Aim:
Count the lines below that contain the word "tree", and reply with that number alone.

Material provided:
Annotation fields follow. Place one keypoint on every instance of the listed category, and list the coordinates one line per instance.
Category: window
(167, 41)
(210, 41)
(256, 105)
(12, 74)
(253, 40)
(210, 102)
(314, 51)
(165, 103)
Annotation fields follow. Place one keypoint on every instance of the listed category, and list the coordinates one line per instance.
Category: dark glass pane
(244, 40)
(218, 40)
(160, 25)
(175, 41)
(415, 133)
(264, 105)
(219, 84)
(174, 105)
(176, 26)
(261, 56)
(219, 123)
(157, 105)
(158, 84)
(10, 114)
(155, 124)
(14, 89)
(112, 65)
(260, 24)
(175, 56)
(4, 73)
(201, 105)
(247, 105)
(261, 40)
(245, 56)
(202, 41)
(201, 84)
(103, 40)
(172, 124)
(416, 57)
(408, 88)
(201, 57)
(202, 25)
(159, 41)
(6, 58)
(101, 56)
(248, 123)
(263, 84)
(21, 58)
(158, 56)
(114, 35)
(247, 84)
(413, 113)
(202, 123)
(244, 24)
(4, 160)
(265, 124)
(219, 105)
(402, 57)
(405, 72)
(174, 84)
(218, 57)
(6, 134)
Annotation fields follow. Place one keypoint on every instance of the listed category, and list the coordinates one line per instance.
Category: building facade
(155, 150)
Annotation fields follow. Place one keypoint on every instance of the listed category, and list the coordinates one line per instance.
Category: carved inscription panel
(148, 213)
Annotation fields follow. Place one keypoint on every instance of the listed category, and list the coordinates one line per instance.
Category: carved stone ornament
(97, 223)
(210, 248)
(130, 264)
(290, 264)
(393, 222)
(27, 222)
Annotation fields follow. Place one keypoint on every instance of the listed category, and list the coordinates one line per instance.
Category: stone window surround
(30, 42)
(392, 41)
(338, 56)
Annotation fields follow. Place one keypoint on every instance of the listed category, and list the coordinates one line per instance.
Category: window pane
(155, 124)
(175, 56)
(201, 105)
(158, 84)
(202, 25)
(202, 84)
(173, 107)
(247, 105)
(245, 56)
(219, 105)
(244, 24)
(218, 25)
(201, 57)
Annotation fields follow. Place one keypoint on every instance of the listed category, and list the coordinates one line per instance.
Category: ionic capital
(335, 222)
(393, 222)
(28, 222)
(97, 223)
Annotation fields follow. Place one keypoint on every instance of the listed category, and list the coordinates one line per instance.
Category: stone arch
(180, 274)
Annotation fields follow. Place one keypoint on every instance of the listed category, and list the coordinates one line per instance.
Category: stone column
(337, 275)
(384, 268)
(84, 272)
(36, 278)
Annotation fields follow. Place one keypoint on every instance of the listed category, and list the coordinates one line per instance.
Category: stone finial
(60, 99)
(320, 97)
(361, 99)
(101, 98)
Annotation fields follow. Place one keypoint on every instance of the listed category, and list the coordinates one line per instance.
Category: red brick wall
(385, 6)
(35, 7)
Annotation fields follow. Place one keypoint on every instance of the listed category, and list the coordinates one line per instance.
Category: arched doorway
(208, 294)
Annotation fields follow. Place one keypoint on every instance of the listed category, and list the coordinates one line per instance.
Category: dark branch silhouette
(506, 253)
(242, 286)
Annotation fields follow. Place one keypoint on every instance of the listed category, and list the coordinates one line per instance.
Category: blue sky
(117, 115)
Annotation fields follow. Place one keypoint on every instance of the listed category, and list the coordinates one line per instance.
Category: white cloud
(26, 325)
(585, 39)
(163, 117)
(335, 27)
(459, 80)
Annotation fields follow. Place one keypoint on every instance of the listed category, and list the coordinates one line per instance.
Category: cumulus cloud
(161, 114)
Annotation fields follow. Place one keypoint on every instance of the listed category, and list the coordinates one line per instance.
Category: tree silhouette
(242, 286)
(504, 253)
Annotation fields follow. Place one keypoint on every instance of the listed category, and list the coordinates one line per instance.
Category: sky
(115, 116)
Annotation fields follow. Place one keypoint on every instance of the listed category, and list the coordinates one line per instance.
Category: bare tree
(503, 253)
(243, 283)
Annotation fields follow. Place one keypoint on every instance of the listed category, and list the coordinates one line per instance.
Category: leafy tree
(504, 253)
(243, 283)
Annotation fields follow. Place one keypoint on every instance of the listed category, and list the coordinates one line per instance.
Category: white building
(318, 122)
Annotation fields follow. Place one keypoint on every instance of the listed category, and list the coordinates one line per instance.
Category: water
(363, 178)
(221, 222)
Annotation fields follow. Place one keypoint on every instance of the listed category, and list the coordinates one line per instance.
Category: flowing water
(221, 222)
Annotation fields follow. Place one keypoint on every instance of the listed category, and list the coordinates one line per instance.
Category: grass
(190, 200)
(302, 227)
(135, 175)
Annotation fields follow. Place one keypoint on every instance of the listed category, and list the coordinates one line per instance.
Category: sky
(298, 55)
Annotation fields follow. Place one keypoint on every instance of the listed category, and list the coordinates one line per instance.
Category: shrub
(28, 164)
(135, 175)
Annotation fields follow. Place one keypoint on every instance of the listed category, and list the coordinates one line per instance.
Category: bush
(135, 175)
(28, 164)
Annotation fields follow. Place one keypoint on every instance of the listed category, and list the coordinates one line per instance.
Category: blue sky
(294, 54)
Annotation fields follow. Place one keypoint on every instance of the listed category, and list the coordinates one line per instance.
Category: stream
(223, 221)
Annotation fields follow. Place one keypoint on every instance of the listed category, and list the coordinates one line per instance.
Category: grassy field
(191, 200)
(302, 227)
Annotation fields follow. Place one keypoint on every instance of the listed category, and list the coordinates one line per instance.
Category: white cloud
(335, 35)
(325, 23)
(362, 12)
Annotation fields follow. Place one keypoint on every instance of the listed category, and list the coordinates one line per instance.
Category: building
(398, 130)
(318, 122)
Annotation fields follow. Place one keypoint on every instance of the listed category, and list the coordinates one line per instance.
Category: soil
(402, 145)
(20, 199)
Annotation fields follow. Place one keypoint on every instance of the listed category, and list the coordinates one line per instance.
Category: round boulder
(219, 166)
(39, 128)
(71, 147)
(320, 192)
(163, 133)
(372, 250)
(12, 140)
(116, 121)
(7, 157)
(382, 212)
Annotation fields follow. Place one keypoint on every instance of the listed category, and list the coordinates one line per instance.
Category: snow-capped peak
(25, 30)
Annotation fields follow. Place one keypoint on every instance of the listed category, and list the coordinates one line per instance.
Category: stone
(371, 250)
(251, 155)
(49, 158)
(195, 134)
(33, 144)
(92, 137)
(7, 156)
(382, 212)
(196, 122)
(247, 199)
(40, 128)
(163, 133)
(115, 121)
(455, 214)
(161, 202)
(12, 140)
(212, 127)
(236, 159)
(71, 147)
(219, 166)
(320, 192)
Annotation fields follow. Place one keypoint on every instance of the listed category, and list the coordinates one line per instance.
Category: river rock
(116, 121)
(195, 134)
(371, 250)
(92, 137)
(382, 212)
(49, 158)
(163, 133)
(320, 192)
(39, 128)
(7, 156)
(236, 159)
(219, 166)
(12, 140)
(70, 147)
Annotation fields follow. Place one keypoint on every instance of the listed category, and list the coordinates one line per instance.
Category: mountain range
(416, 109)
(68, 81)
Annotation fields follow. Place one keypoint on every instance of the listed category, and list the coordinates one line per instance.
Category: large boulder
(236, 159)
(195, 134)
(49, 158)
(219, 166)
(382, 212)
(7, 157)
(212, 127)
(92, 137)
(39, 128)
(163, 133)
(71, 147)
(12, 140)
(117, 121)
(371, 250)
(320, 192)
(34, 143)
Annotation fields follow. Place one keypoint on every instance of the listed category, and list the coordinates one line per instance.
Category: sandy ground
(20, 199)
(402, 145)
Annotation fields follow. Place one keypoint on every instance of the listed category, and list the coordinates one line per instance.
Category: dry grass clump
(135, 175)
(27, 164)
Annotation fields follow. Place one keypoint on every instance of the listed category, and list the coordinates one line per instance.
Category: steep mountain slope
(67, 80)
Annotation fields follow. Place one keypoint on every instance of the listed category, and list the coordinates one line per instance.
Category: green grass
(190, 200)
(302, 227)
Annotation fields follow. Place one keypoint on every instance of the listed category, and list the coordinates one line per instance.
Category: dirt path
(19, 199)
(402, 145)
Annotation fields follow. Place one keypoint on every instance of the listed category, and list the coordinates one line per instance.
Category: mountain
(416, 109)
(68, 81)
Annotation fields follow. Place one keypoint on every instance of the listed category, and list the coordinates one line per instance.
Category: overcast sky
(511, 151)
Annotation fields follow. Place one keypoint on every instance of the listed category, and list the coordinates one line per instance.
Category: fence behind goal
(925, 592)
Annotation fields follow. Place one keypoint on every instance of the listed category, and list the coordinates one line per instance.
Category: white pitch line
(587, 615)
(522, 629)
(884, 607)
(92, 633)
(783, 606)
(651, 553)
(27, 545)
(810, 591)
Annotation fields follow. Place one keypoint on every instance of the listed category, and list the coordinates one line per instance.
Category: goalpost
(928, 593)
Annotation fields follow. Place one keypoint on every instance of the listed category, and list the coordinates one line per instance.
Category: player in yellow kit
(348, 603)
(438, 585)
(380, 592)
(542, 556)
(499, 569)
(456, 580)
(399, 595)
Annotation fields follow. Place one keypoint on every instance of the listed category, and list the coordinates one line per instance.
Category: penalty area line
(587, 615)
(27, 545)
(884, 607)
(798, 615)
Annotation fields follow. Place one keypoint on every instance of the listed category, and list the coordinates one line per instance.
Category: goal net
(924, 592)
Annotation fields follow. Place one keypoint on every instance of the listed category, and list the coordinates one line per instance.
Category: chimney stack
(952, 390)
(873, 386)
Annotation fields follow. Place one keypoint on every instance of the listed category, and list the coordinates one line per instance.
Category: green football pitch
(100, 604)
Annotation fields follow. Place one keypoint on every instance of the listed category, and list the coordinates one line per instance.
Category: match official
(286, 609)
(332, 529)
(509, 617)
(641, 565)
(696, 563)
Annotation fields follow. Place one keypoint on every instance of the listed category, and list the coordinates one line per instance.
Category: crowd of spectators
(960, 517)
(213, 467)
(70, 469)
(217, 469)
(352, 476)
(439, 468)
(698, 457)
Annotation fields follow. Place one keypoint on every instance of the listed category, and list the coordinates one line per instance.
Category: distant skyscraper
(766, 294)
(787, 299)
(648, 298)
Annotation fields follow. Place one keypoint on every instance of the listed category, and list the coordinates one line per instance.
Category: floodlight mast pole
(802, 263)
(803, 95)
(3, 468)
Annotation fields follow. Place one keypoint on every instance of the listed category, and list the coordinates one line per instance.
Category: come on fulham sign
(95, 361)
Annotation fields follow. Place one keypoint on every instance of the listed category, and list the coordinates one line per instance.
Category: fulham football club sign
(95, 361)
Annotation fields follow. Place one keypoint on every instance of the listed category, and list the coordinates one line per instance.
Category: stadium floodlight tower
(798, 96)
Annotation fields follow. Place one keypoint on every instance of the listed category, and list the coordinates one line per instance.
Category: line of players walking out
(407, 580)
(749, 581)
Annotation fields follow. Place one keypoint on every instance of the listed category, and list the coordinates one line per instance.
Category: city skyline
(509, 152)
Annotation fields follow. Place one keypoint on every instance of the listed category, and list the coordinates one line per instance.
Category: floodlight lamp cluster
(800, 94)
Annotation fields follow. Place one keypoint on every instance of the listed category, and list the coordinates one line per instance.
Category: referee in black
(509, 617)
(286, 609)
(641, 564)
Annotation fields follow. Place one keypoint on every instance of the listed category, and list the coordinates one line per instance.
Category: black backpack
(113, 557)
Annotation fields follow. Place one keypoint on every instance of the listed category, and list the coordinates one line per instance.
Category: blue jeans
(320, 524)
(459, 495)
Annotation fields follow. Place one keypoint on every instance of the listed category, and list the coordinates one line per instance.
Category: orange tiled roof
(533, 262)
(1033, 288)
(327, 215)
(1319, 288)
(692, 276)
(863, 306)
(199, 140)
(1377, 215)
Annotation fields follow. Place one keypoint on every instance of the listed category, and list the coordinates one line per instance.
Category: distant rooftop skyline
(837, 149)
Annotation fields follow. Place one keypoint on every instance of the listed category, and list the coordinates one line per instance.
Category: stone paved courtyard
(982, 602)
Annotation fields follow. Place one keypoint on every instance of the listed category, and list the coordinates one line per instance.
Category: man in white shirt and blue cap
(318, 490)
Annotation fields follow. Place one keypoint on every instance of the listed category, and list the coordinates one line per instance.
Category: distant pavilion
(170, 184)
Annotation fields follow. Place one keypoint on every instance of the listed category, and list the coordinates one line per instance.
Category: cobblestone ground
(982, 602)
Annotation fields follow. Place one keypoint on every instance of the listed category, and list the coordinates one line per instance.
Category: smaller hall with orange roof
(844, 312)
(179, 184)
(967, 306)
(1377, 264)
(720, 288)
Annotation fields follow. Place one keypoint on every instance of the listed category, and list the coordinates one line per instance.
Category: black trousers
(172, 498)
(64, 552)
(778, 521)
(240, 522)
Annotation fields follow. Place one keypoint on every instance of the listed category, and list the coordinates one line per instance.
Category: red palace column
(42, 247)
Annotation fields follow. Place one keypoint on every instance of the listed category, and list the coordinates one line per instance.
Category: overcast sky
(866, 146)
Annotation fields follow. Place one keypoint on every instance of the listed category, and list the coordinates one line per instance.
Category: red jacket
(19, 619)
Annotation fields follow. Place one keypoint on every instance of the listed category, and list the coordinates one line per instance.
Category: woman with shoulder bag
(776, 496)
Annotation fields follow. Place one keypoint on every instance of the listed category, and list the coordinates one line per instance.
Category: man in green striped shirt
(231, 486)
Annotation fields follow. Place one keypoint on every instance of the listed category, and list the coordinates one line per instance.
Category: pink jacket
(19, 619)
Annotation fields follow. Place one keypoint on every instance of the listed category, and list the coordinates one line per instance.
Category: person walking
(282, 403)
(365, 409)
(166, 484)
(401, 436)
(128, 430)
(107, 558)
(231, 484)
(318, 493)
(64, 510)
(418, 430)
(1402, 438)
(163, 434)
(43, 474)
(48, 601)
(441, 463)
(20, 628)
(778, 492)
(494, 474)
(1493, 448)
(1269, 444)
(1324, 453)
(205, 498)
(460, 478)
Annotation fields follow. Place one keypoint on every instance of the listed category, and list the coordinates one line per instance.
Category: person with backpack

Full output:
3